Text for analysis:
Efficacy of Early Intervention for Infants With Cerebral Palsy in an LMIC: An RCT Free

This single-blind randomized control trial (RCT) of LEAP-CP was conducted in West Bengal, India from March 2017 to November 2020.²⁵  Ethics approval was gained through the Children’s Health Queensland Hospital and Health Service Human Research Ethics Committee (HREC/16/QRCH/214), The University of Queensland Medical Research Ethics Committee (2016001073), Apollo Gleneagles Hospital Kolkata Institutional Ethics Committee (IEC/2016/12/35), and the Dr BC Roy Postgraduate Institute Institutional Ethics Committee (BCH/ME/PR/54). All families gave written informed consent to participate.

Task list:
• a. List every ethics committee that the cerebral palsy trial text names as granting approval.
• b. Please state where and over what period the trial in the cerebral palsy text was carried out.
• c. Extend the cerebral palsy trial text with a paragraph that follows on from its last sentence.

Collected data
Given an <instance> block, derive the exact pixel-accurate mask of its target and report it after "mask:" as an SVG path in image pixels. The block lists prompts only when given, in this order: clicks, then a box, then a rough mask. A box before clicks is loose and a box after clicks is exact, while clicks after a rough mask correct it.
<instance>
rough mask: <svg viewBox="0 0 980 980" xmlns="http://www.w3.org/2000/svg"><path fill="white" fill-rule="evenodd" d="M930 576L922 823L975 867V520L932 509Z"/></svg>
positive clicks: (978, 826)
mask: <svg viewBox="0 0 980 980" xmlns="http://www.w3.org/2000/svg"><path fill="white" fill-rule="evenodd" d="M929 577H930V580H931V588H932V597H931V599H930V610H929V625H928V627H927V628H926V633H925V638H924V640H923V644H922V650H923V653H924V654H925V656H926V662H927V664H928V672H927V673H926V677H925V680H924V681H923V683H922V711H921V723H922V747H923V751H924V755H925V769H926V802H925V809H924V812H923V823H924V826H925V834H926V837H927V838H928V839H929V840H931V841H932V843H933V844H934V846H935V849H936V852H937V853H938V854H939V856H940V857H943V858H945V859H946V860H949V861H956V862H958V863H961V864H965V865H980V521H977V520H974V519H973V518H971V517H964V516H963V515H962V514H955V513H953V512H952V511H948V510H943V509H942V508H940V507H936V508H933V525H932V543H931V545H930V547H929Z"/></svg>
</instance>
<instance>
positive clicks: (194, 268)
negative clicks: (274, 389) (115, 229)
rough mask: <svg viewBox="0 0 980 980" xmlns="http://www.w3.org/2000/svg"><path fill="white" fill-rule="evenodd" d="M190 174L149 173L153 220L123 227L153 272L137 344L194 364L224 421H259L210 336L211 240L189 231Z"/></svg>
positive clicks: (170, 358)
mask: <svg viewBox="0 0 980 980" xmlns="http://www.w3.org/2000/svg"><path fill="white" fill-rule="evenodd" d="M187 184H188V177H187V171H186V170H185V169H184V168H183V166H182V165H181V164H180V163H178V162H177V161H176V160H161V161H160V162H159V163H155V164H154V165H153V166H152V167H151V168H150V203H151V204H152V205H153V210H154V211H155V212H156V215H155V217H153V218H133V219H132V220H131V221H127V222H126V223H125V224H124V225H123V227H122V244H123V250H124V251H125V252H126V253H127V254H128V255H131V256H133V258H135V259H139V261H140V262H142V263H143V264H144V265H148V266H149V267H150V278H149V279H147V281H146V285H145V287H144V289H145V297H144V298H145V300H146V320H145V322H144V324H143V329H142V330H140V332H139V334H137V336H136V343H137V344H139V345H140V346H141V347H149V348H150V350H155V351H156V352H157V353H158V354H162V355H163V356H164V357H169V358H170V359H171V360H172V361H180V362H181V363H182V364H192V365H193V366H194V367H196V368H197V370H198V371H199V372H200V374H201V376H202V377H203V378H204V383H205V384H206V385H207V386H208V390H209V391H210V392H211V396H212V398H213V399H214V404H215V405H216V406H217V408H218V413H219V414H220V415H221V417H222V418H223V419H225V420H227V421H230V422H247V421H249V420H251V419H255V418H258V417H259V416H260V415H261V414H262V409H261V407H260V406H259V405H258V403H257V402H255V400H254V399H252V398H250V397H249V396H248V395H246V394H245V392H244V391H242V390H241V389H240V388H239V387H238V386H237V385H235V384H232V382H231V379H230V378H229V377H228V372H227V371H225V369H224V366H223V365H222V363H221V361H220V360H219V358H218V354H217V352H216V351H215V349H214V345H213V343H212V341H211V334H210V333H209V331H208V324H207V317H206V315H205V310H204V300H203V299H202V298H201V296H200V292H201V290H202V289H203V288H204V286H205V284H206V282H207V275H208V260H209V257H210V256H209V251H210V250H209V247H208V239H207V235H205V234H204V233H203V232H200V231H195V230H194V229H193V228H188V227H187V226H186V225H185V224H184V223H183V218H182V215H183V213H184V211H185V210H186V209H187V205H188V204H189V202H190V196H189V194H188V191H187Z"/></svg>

Answers provided:
• a.
- Children's Health Queensland Hospital and Health Service Human Research Ethics Committee (HREC/16/QRCH/214)
- The University of Queensland Medical Research Ethics Committee (2016001073)
- Apollo Gleneagles Hospital Kolkata Institutional Ethics Committee (IEC/2016/12/35)
- Dr BC Roy Postgraduate Institute Institutional Ethics Committee (BCH/ME/PR/54)

• b. It was carried out in West Bengal, India, from March 2017 to November 2020.

• c.
Infants aged 12 to 40 weeks corrected age (CA) with birth or infant identifiable risk factors who were screened as “high risk of CP” and resided in a study geographical area (2 rural districts, with community and tertiary hospital referrals; 1 urban informal settlement or slum with community referral) were referred to the trial.²⁵  CP risk was determined using the General Movements Assessment or Hammersmith Infant Neurologic Examination (HINE). Infants were defined at risk if General Movements Assessment at 12 to 17 weeks CA was classified as absent or abnormal fidgety, or HINE was less than 56, 59, and 62 at 3, 6, and 9 months CA (respectively).²⁶  Infants with known or suspected congenital or chromosomal abnormalities (based on medical records) that were likely to affect their neurodevelopmental outcome, diagnosed with neurodegenerative conditions, or considered medically fragile (determined by primary physician) were excluded.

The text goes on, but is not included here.